DATASET EXCERPTS:
◇ ◇ ◇ ◇ ◇ ◇ ◇

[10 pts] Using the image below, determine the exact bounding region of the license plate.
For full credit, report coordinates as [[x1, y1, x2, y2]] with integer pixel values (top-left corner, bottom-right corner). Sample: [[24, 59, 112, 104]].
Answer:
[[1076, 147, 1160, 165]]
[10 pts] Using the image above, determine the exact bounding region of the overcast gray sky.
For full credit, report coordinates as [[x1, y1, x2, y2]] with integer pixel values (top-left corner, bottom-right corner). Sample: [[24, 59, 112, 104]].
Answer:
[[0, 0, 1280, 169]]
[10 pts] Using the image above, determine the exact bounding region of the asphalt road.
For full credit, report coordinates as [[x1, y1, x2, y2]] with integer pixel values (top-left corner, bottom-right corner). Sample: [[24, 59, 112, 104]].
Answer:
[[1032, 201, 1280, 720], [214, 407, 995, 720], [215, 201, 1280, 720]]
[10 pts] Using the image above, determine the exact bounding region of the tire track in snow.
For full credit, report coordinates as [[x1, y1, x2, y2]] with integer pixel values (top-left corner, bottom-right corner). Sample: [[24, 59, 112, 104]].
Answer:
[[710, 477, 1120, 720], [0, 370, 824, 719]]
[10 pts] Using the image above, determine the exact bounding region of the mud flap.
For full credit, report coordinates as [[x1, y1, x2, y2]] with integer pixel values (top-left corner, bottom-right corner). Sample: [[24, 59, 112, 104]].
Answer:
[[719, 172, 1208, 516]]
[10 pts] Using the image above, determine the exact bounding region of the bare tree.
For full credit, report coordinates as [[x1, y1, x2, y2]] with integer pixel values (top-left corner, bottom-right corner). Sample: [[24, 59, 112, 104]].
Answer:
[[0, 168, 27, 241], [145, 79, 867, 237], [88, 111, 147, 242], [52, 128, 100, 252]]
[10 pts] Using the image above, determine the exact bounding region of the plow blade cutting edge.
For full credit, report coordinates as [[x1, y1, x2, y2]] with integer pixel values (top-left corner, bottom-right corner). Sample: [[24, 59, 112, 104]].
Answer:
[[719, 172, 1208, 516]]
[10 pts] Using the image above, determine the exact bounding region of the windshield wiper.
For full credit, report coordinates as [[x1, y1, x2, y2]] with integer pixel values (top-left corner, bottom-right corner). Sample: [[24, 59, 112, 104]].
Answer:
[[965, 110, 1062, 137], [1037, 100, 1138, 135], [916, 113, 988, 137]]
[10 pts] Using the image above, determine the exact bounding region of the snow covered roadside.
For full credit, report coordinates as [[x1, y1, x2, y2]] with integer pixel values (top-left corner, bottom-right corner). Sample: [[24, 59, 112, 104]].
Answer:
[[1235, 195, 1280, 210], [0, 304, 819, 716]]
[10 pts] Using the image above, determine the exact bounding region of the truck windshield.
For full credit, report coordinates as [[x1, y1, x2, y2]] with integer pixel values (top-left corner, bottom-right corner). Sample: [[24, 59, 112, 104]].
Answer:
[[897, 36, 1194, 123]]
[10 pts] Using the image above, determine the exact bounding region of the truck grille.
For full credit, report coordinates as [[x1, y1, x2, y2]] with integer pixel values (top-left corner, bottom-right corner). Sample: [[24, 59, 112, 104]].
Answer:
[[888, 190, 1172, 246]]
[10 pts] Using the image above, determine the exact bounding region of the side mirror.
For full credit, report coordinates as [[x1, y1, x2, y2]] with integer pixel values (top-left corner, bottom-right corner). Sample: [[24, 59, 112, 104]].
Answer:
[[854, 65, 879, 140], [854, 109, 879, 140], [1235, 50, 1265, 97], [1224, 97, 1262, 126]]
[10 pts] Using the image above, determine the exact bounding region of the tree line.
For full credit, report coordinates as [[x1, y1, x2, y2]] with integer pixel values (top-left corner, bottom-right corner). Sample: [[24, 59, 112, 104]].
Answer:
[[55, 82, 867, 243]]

◇ ◇ ◇ ◇ ◇ ◇ ◇

EXERCISE: Please pull out each line in the listing above that contains the string "windshield", treating uppercase and lowercase as different.

SOLUTION TO THE PROBLEM:
[10 pts] Using the image above, determine the exact bounding region of the windshield wiper.
[10 pts] Using the image above, determine the exact bounding region of the truck windshield.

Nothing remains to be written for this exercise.